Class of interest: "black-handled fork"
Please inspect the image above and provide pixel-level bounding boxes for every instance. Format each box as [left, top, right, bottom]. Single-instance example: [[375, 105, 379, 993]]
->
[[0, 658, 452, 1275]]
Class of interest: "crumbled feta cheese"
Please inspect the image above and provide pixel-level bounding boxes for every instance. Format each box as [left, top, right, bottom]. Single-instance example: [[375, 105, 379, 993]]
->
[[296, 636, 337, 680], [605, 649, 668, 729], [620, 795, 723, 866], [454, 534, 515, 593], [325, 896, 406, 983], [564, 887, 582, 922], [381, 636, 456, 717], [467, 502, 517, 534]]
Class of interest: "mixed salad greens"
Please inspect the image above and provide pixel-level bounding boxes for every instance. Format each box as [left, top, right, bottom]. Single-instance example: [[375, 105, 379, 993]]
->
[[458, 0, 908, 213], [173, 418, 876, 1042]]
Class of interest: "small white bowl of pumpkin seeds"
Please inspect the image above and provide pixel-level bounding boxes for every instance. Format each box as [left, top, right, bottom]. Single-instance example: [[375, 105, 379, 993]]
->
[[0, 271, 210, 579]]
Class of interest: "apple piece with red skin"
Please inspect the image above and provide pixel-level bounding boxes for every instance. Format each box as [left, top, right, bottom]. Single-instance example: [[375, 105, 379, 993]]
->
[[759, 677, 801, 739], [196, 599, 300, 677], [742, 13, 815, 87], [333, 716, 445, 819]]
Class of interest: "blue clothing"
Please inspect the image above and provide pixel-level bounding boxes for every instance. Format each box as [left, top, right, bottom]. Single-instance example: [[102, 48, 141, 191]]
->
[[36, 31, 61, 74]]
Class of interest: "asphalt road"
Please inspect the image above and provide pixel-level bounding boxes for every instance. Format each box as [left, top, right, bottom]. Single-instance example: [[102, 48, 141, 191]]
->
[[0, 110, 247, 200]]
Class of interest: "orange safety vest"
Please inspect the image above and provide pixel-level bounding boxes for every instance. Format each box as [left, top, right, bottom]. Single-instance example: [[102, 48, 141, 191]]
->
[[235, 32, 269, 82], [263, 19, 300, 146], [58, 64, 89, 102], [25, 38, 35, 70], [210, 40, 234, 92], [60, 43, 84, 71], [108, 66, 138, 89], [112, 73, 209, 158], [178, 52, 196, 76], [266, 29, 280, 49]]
◆ ◆ ◆
What you should do: Reproduce all the entries above line for line, with every word, bracket and number unchanged.

Response to this task:
Class of interest: "black-handled fork"
Please inspect the image above and provide pixel-level bounding boxes for every instance. Format each box as [left, top, right, bottom]. Single-instance example: [[375, 105, 379, 993]]
->
[[0, 658, 452, 1275]]
Class of interest: "crumbled feta cheese"
Please inspect the image above and provide pixel-level bounding boxes for every instance. Format each box as [left, top, right, bottom]. Single-instance example: [[375, 105, 379, 993]]
->
[[296, 636, 337, 680], [605, 649, 668, 729], [620, 795, 723, 866], [454, 534, 515, 593], [325, 896, 406, 983], [564, 887, 582, 922], [381, 636, 456, 717], [467, 502, 517, 534]]
Class of interest: "mixed salad greens"
Please inspect the image above and provide pixel-level bounding boxes for every instance. Format each box as [left, top, right, bottom]. Single-instance example: [[375, 105, 379, 993]]
->
[[458, 0, 908, 213], [173, 418, 876, 1042]]
Class of interest: "small white bowl of pumpkin seeds"
Please inspect the image above and provide pixel-level bounding boxes for every instance. Format each box as [left, top, right, bottom]. Single-instance example: [[375, 105, 379, 993]]
->
[[0, 271, 210, 579]]
Class of interest: "apple piece with red skin"
Please inspect the image above and provide pixel-level bounding boxes for every instance. Format each box as [left, top, right, bottom]. Single-instance example: [[375, 105, 379, 993]]
->
[[759, 677, 801, 739], [196, 599, 300, 677], [742, 13, 815, 87], [333, 716, 445, 819]]
Class of interest: "blue clothing"
Please inspect the image above and provide pixel-level bounding boxes for every instance. Format each box as [left, top, right, bottom]. Single-instance example: [[102, 48, 141, 191]]
->
[[36, 31, 61, 74]]
Class of interest: "asphalt road"
Please inspect the image above and provide pixel-level bounding boxes for every instance. Format each box as [left, top, right, bottom]. Single-instance example: [[102, 48, 141, 191]]
->
[[0, 110, 247, 200]]
Class of interest: "orange safety vest"
Please inspect the image above and provide pixel-level bounding boxes for every instance. Format each box as [left, top, right, bottom]. Single-instance example: [[102, 48, 141, 191]]
->
[[235, 32, 269, 82], [263, 19, 300, 146], [58, 64, 89, 102], [25, 38, 35, 70], [210, 40, 234, 92], [60, 43, 84, 71], [108, 66, 138, 89], [112, 73, 209, 158], [178, 52, 196, 76], [266, 29, 280, 49]]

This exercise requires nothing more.